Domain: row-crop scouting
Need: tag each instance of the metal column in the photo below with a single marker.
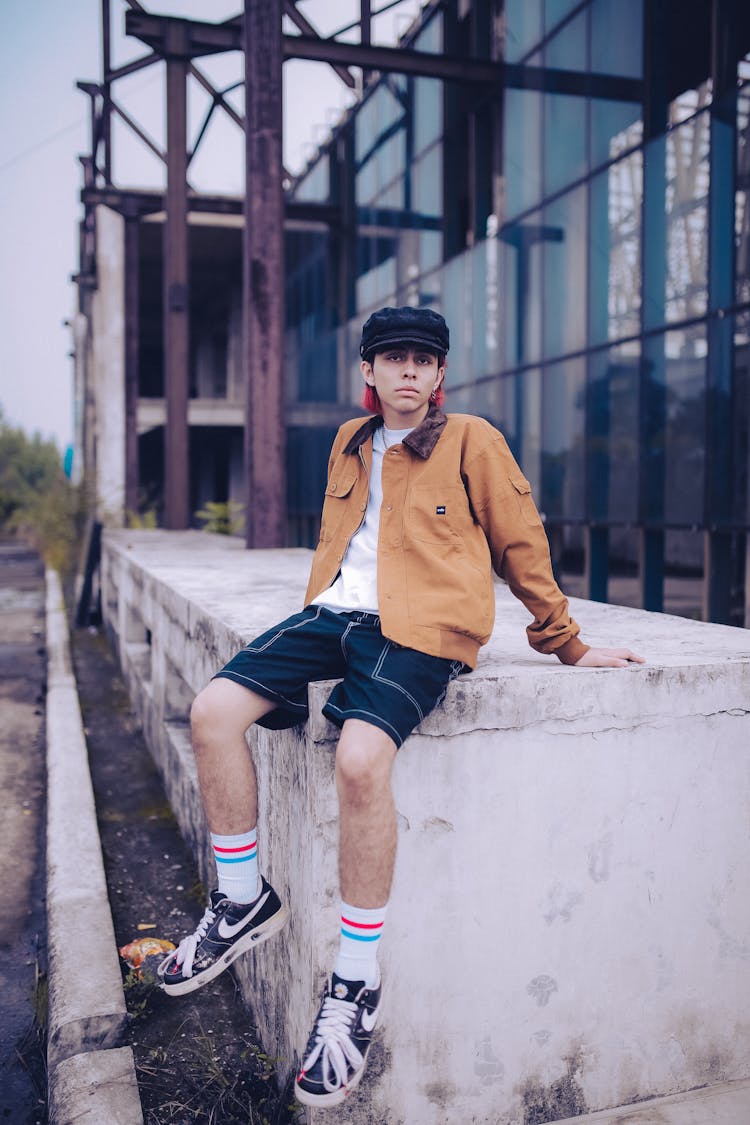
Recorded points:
(719, 581)
(132, 334)
(263, 306)
(175, 284)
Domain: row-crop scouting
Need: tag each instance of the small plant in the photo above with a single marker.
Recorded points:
(223, 518)
(37, 501)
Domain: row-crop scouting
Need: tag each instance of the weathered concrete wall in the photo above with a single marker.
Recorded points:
(569, 921)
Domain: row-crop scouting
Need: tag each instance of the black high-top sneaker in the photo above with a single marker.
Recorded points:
(336, 1051)
(226, 930)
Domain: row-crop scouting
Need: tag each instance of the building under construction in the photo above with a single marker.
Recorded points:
(566, 180)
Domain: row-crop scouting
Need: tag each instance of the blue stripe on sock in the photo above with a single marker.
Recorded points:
(242, 858)
(360, 937)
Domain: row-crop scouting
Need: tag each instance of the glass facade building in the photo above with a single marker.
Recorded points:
(584, 226)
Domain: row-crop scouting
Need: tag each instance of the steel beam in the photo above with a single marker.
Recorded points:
(175, 293)
(205, 38)
(263, 305)
(132, 335)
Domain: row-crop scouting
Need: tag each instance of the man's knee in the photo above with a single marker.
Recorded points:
(223, 709)
(364, 757)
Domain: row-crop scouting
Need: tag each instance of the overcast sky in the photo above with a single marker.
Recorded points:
(45, 47)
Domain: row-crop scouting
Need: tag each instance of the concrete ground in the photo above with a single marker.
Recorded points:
(23, 938)
(23, 935)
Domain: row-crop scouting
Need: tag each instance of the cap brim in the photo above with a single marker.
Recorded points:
(400, 338)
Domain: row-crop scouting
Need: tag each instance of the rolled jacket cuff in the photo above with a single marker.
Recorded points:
(571, 651)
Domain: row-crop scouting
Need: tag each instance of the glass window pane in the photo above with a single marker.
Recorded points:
(741, 421)
(612, 438)
(427, 182)
(562, 440)
(523, 27)
(565, 140)
(568, 50)
(529, 428)
(563, 237)
(427, 113)
(554, 10)
(522, 150)
(316, 185)
(742, 197)
(687, 218)
(615, 250)
(685, 369)
(617, 37)
(616, 126)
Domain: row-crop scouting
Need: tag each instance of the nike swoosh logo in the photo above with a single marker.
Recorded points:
(231, 930)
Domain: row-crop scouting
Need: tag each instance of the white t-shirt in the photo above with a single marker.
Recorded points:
(357, 585)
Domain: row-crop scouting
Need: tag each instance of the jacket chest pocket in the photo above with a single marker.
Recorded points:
(440, 514)
(337, 501)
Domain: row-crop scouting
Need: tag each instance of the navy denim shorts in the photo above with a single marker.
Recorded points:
(385, 684)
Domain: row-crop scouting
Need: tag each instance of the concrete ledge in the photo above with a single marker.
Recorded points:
(728, 1104)
(87, 1005)
(96, 1088)
(568, 927)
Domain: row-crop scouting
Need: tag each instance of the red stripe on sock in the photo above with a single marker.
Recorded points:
(362, 925)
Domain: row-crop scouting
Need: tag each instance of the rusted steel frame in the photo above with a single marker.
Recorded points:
(132, 331)
(358, 23)
(209, 38)
(138, 132)
(263, 306)
(306, 27)
(299, 214)
(137, 64)
(175, 321)
(106, 90)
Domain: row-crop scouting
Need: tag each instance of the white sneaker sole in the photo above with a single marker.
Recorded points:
(334, 1098)
(243, 945)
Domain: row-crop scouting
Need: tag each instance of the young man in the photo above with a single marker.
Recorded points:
(419, 507)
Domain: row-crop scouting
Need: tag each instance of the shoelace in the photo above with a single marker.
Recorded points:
(333, 1043)
(186, 951)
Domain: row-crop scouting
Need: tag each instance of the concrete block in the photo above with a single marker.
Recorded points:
(728, 1104)
(568, 923)
(90, 1089)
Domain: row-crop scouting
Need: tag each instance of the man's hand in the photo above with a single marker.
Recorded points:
(608, 658)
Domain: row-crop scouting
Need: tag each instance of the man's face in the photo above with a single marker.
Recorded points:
(404, 377)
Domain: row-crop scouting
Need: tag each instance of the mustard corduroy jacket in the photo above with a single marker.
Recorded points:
(455, 506)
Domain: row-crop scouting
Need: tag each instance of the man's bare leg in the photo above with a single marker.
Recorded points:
(232, 924)
(367, 826)
(219, 718)
(336, 1051)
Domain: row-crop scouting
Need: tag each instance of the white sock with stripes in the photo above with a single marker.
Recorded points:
(358, 950)
(236, 865)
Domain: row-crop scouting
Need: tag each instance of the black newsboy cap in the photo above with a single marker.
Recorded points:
(404, 326)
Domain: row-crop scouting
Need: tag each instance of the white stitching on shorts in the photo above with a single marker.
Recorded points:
(268, 693)
(350, 712)
(391, 683)
(272, 640)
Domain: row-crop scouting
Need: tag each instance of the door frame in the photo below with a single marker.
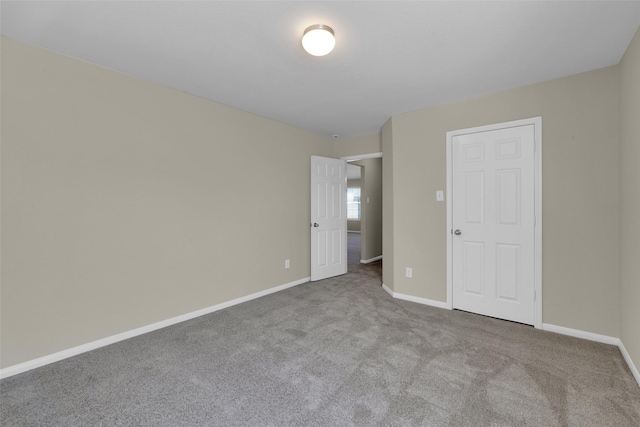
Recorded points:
(537, 125)
(363, 234)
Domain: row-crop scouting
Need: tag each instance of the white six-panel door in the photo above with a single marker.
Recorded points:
(493, 223)
(328, 217)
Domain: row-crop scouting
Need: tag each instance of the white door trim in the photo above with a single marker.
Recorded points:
(537, 124)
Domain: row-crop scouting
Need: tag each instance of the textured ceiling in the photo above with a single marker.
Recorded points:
(390, 57)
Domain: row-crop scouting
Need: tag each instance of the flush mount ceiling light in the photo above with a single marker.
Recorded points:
(318, 40)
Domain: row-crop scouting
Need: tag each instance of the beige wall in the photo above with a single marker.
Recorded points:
(581, 236)
(630, 199)
(125, 203)
(388, 220)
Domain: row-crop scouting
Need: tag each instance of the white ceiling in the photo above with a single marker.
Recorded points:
(390, 57)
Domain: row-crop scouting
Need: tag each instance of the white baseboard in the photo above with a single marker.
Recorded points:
(632, 366)
(580, 334)
(597, 338)
(424, 301)
(386, 288)
(64, 354)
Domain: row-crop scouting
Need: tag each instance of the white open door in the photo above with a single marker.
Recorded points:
(493, 221)
(328, 217)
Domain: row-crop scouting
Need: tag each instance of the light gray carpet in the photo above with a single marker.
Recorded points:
(330, 353)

Task directions.
Restate the data above word for word. Skip every picture.

Solution to the exercise.
Domain: row-crop scouting
Need: tag each instance of the metal column in the photo below with a single marker.
Recorded points:
(719, 581)
(132, 334)
(263, 306)
(175, 284)
Domain: row-crop scouting
Need: tag each instance of the small plant in the photo above with a single marker.
Recorded points:
(223, 518)
(37, 501)
Domain: row-crop scouting
Need: tag each instance of the weathered concrete wall in the photo above with a single marker.
Recorded points:
(569, 921)
Domain: row-crop scouting
Need: tag each instance of the black high-top sneaker in the photo above with a single marker.
Recorded points:
(336, 1051)
(226, 930)
Domain: row-crop scouting
Need: tag each instance of the building under construction in the photo above with a single marker.
Recorded points:
(566, 180)
Domain: row-crop scouting
Need: tag each instance of the blue stripe on sock in the photo above with a single marker.
Recorded points:
(242, 858)
(360, 937)
Domain: row-crop scouting
Need: tag each instance of the glass facade building in the photo above with a single marker.
Recorded points:
(584, 226)
Domain: row-crop scouting
Need: tag each instance of the steel beam in the photo above with a single marker.
Recorded points:
(175, 293)
(205, 38)
(263, 305)
(132, 335)
Domain: row-crop scouting
Need: tag each instance of the man's knee in the photo above with a single marker.
Recorded points:
(223, 709)
(364, 757)
Domain: row-crop scouting
Need: tag each instance of the overcast sky in the photo above with a single marker.
Recorded points:
(45, 47)
Domain: row-crop scouting
Need: tag each instance of the concrete ground in the photo above with a single marker.
Recorded points:
(23, 938)
(23, 935)
Domain: row-crop scouting
Need: tag each instance of the cap brim in the photo above with a single marker.
Recorded points:
(400, 338)
Domain: row-crop scouting
Need: tag each instance of the rolled jacket cuff in the photo above with a single marker.
Recorded points:
(571, 651)
Domain: row-crop scouting
Need: tag each instance of the glass window pane in the photo above with a single marker.
Recorded points:
(741, 421)
(612, 438)
(427, 182)
(562, 440)
(523, 27)
(565, 140)
(568, 50)
(529, 428)
(563, 237)
(427, 113)
(554, 10)
(522, 150)
(316, 185)
(742, 197)
(687, 218)
(615, 250)
(685, 369)
(617, 37)
(616, 126)
Domain: row-crop scouting
Need: tag each instance of the nike swoosh logo in the photo above with a single marker.
Recorded points:
(231, 930)
Domain: row-crop scouting
Need: tag each instance of the white t-shirt in the photo above with a single marker.
Recorded points:
(357, 585)
Domain: row-crop scouting
Need: tag each instance of the jacket chest pocket in the photo above with a single marker.
Recorded points:
(440, 514)
(337, 501)
Domain: row-crop scouting
Need: tag each instance of the navy denim shorts in the photo above with a single marker.
Recorded points:
(385, 684)
Domain: row-crop scouting
Need: tag each instance of the concrete ledge in the photo above with a single marker.
Recorded points:
(728, 1104)
(87, 1005)
(96, 1088)
(568, 927)
Domain: row-crop scouting
Need: tag each instance of the red stripe on sock in the photo above with a single marker.
Recorded points:
(362, 925)
Domain: row-crop scouting
Need: tag each instance of the rusted steel frame in the photo above with a single marker.
Recorded points:
(132, 331)
(358, 23)
(209, 38)
(138, 132)
(263, 306)
(306, 27)
(299, 214)
(137, 64)
(175, 321)
(106, 90)
Domain: row-crop scouting
Need: tag each instance of the white sneaker sole in the photo above with a single marker.
Recorded points:
(334, 1098)
(243, 945)
Domain: row-crop scouting
Need: tag each instance of the young man in the photo above with a single marker.
Recorded points:
(419, 507)
Domain: row-crop scouting
Need: tag each instance of the shoelace in the photo above with a single marker.
Recorded points:
(333, 1043)
(186, 951)
Domain: row-crop scouting
Need: tag each instance of the concrete block in the photo above with a single marker.
Recorded points:
(728, 1104)
(568, 923)
(90, 1089)
Domain: row-crop scouting
Need: tag each instance of the man's hand in the photo above with a single marker.
Recorded points:
(608, 658)
Domain: row-crop scouting
Need: tag each instance of the man's face in the photo above with a single marker.
Recorded points:
(404, 377)
Domain: row-crop scouting
Need: tag each instance of the mustard corduroy jacket in the photo above with a single marker.
Recorded points:
(455, 506)
Domain: row-crop scouting
Need: tag each instance of the man's bare leg in the photo above with a single marker.
Recorded points:
(232, 924)
(367, 826)
(219, 718)
(336, 1051)
Domain: row-crop scouting
Need: tag each instance of the white sock with stripes in the photo above with a single marker.
Recorded points:
(358, 950)
(236, 865)
Domain: row-crop scouting
Need: tag each instance of the black newsboy cap in the photo above with a single marker.
Recorded points:
(404, 326)
Domain: row-crop scouting
Need: tag each instance of the white stitching on shorts in the photo above with a single marker.
Recorded points:
(268, 693)
(350, 712)
(391, 683)
(272, 640)
Domain: row-crop scouting
Need: tag each instance of the door frame in the photo below with a single marker.
Recorded points:
(537, 125)
(363, 234)
Domain: row-crop scouting
Need: tag each instance of the white six-panel door in the photo above with a single marker.
Recorded points:
(493, 223)
(328, 217)
Domain: row-crop scouting
Need: tag each instance of the white door trim in the photo above with a single marker.
Recorded points:
(537, 124)
Domain: row-crop scouting
Need: tag each instance of the textured ceiling in the photo above with a single marker.
Recorded points:
(390, 57)
Domain: row-crop scouting
Need: tag each instance of the flush mount ceiling light in the photo above with a single marker.
Recorded points:
(318, 40)
Domain: row-crop scouting
Need: tag each instance of the beige wall in the photo above with a single marker.
Recorded points:
(581, 236)
(630, 199)
(125, 203)
(388, 220)
Domain: row-crop scouting
Need: tag each instance of the white ceiling in the photo above with a single marker.
Recorded points:
(390, 57)
Domain: row-crop scouting
Need: tag each instance of the white baseboard in the photo above with a single marker.
Recorded points:
(632, 366)
(580, 334)
(597, 338)
(424, 301)
(386, 288)
(64, 354)
Domain: row-crop scouting
Need: tag each instance of the white open door in the photo above with a single marker.
Recorded points:
(493, 221)
(328, 217)
Domain: row-crop scouting
Need: tag each instance of the light gray carpet in the photo above with a single marker.
Recorded points:
(330, 353)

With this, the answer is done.